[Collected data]

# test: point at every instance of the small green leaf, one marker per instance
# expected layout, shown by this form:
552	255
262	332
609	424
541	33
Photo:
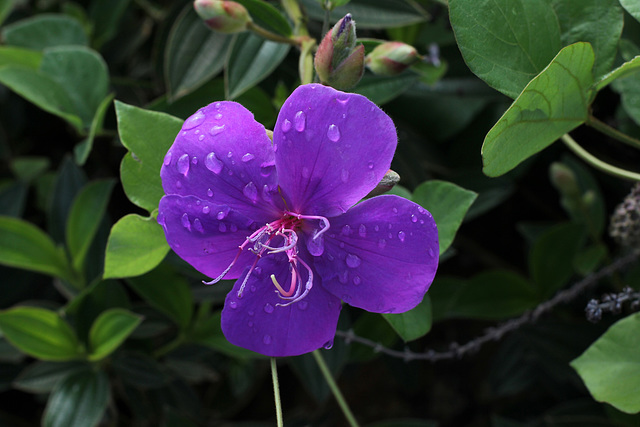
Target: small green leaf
252	58
110	330
414	323
193	55
136	245
148	136
86	214
448	204
552	104
78	401
40	333
167	291
505	42
45	30
610	368
23	245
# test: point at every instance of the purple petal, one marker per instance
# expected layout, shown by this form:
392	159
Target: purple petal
381	255
256	321
332	148
206	235
224	156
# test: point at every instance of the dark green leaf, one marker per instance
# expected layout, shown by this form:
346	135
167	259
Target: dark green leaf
554	103
40	333
505	42
136	245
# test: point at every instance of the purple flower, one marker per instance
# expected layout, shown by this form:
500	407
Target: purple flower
282	217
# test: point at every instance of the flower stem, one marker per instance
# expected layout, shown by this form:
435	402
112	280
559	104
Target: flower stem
276	392
597	163
612	132
334	389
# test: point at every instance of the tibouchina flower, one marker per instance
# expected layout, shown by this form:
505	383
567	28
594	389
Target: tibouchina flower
282	217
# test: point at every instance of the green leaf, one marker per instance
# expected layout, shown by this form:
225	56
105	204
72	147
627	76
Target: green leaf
414	323
167	291
40	333
110	330
136	245
193	55
148	136
505	42
252	58
86	214
23	245
448	204
45	30
610	368
552	104
78	401
598	22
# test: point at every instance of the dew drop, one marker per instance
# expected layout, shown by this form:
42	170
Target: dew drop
353	261
300	121
213	163
183	164
333	133
193	121
250	191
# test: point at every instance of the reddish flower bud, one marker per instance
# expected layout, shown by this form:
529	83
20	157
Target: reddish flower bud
223	16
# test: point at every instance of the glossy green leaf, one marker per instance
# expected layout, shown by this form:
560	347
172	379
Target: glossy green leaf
167	291
505	42
448	204
136	245
40	333
610	368
193	55
148	136
110	330
554	103
23	245
86	214
598	22
78	401
414	323
252	59
552	255
45	30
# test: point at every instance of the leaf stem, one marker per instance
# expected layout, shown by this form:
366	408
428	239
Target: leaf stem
276	392
334	389
612	132
597	163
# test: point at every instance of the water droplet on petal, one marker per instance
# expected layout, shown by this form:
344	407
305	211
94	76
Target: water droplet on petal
353	261
333	133
213	163
250	191
183	164
300	121
193	121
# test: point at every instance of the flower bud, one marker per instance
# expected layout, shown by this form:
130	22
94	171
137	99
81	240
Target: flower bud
222	15
391	58
338	61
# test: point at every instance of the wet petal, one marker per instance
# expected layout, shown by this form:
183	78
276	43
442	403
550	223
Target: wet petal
381	255
255	321
332	148
223	155
206	235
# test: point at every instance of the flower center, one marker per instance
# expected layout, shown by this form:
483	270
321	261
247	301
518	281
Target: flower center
280	236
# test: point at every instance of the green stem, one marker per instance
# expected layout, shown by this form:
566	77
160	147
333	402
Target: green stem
612	132
597	163
276	392
334	389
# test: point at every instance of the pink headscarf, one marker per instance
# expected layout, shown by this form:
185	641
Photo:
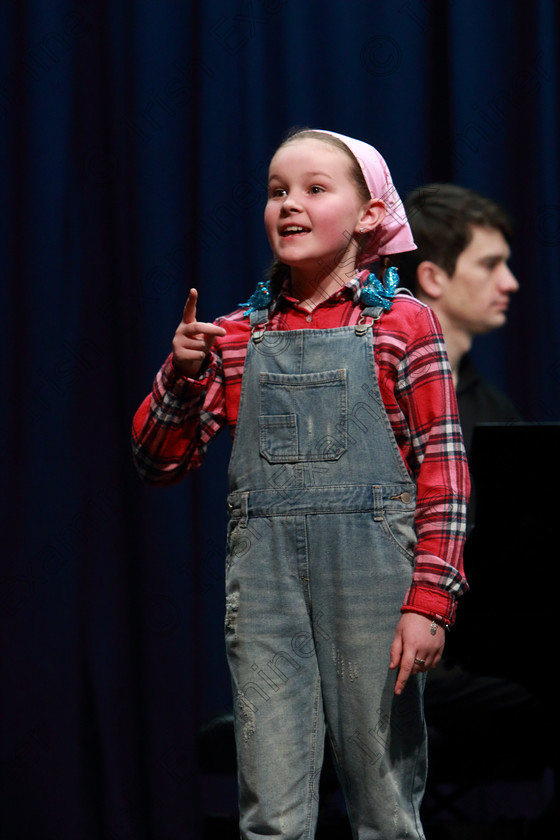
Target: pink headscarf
393	235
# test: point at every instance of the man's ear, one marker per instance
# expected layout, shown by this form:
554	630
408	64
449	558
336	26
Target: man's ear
430	279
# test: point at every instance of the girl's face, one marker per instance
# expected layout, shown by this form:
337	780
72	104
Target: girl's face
314	209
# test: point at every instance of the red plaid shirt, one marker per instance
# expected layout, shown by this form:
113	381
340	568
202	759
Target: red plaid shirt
176	421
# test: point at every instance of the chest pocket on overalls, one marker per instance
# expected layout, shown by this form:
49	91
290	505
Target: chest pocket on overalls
302	416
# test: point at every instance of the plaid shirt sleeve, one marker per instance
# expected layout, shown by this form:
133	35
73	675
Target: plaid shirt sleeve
425	393
174	424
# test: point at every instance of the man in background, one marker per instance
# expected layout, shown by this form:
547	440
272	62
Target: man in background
461	271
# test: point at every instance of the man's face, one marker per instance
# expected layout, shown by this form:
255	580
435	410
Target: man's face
476	297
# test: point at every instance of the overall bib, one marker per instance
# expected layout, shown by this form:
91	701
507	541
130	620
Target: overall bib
320	553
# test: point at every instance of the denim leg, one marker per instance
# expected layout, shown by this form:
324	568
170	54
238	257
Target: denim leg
278	706
358	581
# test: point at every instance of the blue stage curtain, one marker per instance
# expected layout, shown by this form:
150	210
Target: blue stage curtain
135	141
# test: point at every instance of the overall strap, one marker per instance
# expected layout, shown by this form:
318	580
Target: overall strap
258	319
373	312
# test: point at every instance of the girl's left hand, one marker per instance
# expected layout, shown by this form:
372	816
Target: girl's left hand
414	649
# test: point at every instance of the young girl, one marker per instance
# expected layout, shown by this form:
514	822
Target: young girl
348	483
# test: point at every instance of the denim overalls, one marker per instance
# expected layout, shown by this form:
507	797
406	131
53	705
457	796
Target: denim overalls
320	554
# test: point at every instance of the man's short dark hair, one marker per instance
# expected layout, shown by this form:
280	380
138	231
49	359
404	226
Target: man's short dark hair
442	217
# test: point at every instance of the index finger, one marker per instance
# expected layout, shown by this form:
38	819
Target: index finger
404	673
189	312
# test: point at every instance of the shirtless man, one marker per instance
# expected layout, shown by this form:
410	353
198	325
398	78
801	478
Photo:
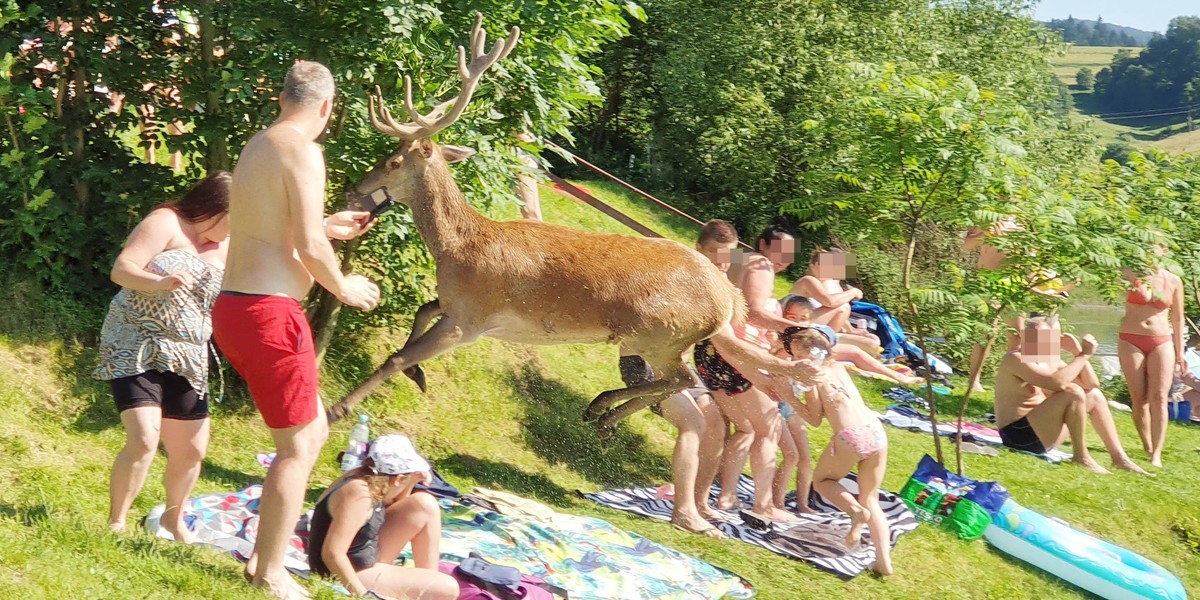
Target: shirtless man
1041	400
279	244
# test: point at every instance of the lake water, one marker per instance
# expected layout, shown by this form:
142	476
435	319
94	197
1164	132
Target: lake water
1099	319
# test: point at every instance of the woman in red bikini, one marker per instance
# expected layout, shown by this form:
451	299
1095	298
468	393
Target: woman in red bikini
1151	349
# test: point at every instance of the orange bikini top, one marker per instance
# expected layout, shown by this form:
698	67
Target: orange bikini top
1151	299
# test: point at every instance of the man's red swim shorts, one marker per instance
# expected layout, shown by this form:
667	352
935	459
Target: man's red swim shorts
269	342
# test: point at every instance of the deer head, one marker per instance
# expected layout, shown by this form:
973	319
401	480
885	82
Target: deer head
402	172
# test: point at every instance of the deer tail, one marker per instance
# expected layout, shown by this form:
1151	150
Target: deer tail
741	312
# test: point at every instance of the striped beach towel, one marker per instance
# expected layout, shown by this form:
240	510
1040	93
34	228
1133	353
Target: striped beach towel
816	539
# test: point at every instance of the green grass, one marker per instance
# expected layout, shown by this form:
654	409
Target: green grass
507	417
1168	133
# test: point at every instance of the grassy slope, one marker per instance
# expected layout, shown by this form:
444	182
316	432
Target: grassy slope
1139	132
505	417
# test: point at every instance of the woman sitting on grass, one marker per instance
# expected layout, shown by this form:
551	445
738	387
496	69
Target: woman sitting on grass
367	516
823	283
858	441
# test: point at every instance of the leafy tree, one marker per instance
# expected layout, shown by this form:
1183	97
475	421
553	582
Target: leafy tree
72	186
907	151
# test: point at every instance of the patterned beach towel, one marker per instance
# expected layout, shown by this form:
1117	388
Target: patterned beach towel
588	557
909	418
815	539
228	522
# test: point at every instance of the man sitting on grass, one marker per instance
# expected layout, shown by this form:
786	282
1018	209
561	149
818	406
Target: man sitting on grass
1041	400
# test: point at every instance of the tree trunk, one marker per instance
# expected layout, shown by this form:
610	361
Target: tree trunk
216	154
905	281
966	397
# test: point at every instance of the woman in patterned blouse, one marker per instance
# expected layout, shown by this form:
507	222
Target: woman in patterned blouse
154	345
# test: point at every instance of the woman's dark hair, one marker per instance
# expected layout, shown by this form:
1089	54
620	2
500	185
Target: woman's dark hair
778	228
209	198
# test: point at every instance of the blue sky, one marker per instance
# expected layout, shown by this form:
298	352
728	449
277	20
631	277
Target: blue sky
1146	15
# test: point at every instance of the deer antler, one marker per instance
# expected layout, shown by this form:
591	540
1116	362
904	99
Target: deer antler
444	114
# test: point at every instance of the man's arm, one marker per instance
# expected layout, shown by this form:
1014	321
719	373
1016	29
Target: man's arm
747	357
304	183
1048	377
759	288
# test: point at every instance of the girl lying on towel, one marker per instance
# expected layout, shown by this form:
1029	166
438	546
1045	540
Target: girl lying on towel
858	441
367	516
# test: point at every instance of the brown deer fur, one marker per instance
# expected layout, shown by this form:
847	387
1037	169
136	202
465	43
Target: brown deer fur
533	282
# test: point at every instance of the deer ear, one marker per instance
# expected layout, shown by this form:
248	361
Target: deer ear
455	154
425	147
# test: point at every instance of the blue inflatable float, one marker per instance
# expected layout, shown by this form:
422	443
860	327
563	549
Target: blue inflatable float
1098	567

**EXERCISE**
For this exercise, reproduce exactly the lines of the records above from the one with "Target: water droplet on petal" up to and including the one with "# test: point at every instance of the man's face, one", without pictures.

**SOLUTION TO THE EXERCISE**
Target: water droplet on petal
353	261
333	133
213	163
250	191
183	164
300	121
193	121
# test: point at every instance of the flower bud, one marker per instance
# expected layout, shown by this form:
130	22
94	171
137	99
81	240
Target: flower bud
222	15
391	58
338	61
# test: point at every instance of the wet petal, one marker per instance
# expected layout, shown by this form:
183	78
276	43
442	403
550	223
Target: wet petal
381	255
255	321
332	148
223	155
206	235
# test: point at every instance of the flower center, one marker per instance
# expected layout, shown by this form:
483	270
321	261
247	301
518	281
Target: flower center
280	236
# test: point at every instance of the green stem, one marker per instance
# expected layout, shown by this form:
566	77
160	147
333	402
Target: green stem
612	132
597	163
276	392
334	389
# test: point at every instance of the pink headscarf, one marker per instance
# expected layout, shown by this form:
185	641
Photo:
Target: pink headscarf
393	235
# test: point at every instance of the man's ear, one marker per instance
# expected layout, shown by this form:
554	630
408	64
449	558
336	26
Target: man's ear
430	279
# test: point at every instance of the girl's face, one marker per instance
# expected layout, shown by this form:
337	780
72	104
Target: girl's face
314	209
# test: point at every instance of the red plaid shirt, one marker per instance
# expected layout, shown by this form:
113	381
340	568
202	759
Target: red plaid shirt
176	421
# test: point at every instance of the chest pocket on overalls, one marker per instance
# expected layout, shown by this form:
49	91
290	505
Target: chest pocket on overalls
302	416
# test: point at every instance of the plaid shirt sleeve, one marker per instance
# expected layout, shown by this form:
133	35
73	675
Target: plaid shirt sleeve
425	393
174	424
# test: point at every instance of the man in background, one marker per instance
# expected layout, shown by this form:
547	440
272	62
Target: man in background
461	271
# test: point at every instance of the man's face, one marker per instance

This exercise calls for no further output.